TASK DIRECTIONS: Write out, word for word, the passage of the Poisson distribution text below that lies between "The moment generating function of Poisson random" and "moment generating function.", inclusive.

TEXT PROVIDED:
»»
The moment generating function of Poisson random variable $X$ is $$ \begin{eqnarray*} M_X(t) &=& E(e^{tx}) \\ &=& \sum_{x=0}^\infty e^{tx} \frac{e^{-\lambda}\lambda^x}{x!}\\ &=& e^{-\lambda}\sum_{x=0}^\infty \frac{(\lambda e^{t})^x}{x!}\\ &=& e^{-\lambda}\cdot e^{\lambda e^t}\\ &=& e^{\lambda(e^t-1)}, \; t\in R. \end{eqnarray*} $$

Moments of Poisson distribution from MGF

The moments of Poisson distribution can also be obtained from moment generating function.

The $r^{th}$ moment of Poisson random variable is given by

$$ \begin{equation*} \mu_r^\prime=\bigg[\frac{d^r M_X(t)}{dt^r}\bigg]_{t=0}. \end{equation*} $$

Proof

The moment generating function of Poisson distribution is $M_X(t) =e^{\lambda(e^t-1)}$.

Differentiating $M_X(t)$ w.r.t. $t$ $$ \begin{equation}\label{p11} \frac{d M_X(t)}{dt}= e^{\lambda(e^t-1)}(\lambda e^{t}). \end{equation} $$ Putting $t=0$, we get $$ \begin{eqnarray*} \mu_1^\prime &=& \bigg[\frac{d M_X(t)}{dt}\bigg]_{t=0} \\ &=& \bigg[e^{\lambda(e^t-1)}(\lambda e^{t})\bigg]_{t=0}\\ &=& \lambda = \text{ mean }. \end{eqnarray*} $$ Again differentiating \eqref{p11} w.r.t. $t$, we get $$ \begin{equation*} \frac{d^2 M_X(t)}{dt^2}= e^{\lambda(e^t-1)}(\lambda e^{t})+(\lambda e^t)e^{\lambda(e^t-1)}(\lambda e^{t}). \end{equation*} $$ Putting $t=0$, we get $$ \begin{eqnarray*} \mu_2^\prime &=& \bigg[\frac{d^2 M_X(t)}{dt^2}\bigg]_{t=0} \\ &=& \lambda+\lambda^2. \end{eqnarray*} $$ Hence, $$ \begin{equation*} \text{Variance }=\mu_2 = \mu_2^\prime - (\mu_1^\prime)^2=\lambda+\lambda^2-\lambda^2=\lambda. \end{equation*} $$

Characteristics Funtion of Poisson Distribution

The characteristics function of Poisson distribution is $\phi_X(t)=e^{\lambda(e^{it}-1)}, t \in R$.
««
RECORDS:
»»
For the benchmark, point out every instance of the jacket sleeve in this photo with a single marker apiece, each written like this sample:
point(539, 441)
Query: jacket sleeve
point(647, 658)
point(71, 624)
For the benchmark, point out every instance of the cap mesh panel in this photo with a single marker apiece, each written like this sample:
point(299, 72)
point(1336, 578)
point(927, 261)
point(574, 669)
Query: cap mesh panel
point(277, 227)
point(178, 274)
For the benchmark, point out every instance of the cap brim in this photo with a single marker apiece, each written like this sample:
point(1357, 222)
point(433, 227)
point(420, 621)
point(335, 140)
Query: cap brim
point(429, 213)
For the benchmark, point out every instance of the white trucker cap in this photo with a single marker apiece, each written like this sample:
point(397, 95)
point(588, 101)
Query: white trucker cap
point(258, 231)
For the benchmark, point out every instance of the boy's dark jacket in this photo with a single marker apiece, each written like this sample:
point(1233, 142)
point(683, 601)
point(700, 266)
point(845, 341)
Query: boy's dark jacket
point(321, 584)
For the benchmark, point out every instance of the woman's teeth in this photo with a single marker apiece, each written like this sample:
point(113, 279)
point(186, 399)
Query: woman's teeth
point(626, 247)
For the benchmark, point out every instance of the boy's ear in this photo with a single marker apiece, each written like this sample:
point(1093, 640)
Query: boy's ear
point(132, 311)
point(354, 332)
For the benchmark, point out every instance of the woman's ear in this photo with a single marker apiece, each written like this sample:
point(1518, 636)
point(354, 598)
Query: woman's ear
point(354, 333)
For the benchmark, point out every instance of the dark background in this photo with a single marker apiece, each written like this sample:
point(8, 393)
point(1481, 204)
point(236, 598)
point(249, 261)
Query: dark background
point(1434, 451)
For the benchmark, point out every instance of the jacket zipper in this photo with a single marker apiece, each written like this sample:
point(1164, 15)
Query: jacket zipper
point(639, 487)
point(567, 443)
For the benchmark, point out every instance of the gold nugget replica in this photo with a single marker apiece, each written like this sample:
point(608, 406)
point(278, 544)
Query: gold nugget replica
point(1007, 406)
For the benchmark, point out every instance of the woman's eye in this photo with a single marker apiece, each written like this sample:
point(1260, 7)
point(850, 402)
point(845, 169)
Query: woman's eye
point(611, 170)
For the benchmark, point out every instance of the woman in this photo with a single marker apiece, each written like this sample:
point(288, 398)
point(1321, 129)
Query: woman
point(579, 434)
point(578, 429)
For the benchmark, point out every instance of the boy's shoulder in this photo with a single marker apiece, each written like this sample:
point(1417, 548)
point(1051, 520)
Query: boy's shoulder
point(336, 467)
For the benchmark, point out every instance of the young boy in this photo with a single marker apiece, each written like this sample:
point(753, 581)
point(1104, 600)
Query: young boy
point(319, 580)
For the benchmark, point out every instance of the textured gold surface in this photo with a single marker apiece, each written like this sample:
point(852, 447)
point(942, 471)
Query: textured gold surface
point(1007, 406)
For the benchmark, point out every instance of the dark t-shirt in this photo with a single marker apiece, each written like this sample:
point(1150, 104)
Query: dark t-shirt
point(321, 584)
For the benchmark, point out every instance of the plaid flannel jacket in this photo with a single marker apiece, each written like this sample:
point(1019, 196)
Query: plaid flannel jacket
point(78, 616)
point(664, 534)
««
SOLUTION:
The moment generating function of Poisson random variable $X$ is $$ \begin{eqnarray*} M_X(t) &=& E(e^{tx}) \\ &=& \sum_{x=0}^\infty e^{tx} \frac{e^{-\lambda}\lambda^x}{x!}\\ &=& e^{-\lambda}\sum_{x=0}^\infty \frac{(\lambda e^{t})^x}{x!}\\ &=& e^{-\lambda}\cdot e^{\lambda e^t}\\ &=& e^{\lambda(e^t-1)}, \; t\in R. \end{eqnarray*} $$

Moments of Poisson distribution from MGF

The moments of Poisson distribution can also be obtained from moment generating function.